[AIM]
Copy the records below word for word, from the line containing "rocky outcrop => bbox" through the end of the records.
::::
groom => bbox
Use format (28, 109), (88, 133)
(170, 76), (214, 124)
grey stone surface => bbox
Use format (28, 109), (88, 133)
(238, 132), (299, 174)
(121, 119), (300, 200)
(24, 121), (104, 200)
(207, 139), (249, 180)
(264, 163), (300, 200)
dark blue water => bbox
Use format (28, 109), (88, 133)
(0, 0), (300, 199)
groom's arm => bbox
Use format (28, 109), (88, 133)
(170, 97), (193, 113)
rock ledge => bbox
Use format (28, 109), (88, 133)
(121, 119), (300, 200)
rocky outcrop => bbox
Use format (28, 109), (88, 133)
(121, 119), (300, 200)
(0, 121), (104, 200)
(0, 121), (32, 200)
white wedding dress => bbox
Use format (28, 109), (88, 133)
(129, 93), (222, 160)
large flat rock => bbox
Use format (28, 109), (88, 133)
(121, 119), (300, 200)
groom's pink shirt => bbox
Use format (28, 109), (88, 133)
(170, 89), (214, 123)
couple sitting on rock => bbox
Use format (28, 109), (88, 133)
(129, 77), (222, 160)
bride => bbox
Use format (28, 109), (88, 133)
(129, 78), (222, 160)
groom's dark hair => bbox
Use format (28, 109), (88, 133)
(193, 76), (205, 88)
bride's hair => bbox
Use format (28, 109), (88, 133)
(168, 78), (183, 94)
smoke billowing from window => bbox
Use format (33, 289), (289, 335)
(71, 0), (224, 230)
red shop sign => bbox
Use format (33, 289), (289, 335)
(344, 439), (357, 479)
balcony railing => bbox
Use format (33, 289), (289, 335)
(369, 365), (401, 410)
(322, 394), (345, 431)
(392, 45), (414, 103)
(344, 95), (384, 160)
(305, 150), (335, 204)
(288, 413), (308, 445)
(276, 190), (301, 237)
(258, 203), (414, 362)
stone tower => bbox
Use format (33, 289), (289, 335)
::::
[EXERCISE RESPONSE]
rocky outcrop => bbox
Use format (28, 109), (88, 133)
(121, 119), (300, 200)
(0, 121), (104, 200)
(0, 121), (32, 200)
white wedding dress => bbox
Use format (28, 109), (88, 133)
(129, 93), (222, 160)
large flat rock => bbox
Use format (28, 109), (88, 133)
(121, 119), (300, 200)
groom's pink shirt => bbox
Use format (28, 109), (88, 133)
(170, 89), (214, 123)
couple sitting on rock => bbox
Use format (28, 109), (88, 133)
(129, 77), (222, 160)
bride => bbox
Use format (28, 109), (88, 133)
(129, 78), (222, 160)
groom's dark hair => bbox
Use format (28, 109), (88, 133)
(193, 76), (205, 88)
bride's hair => bbox
Use format (28, 109), (88, 133)
(168, 78), (183, 94)
smoke billowing from window => bbox
Use format (33, 289), (289, 335)
(71, 0), (224, 230)
red shop sign => bbox
Use format (33, 289), (289, 335)
(344, 439), (357, 479)
balcony railing => bbox
Use format (33, 289), (289, 335)
(369, 365), (401, 410)
(322, 394), (345, 431)
(392, 45), (414, 103)
(344, 95), (384, 160)
(305, 150), (335, 204)
(288, 413), (308, 445)
(276, 190), (301, 237)
(258, 203), (414, 362)
stone tower => bbox
Use format (33, 289), (289, 335)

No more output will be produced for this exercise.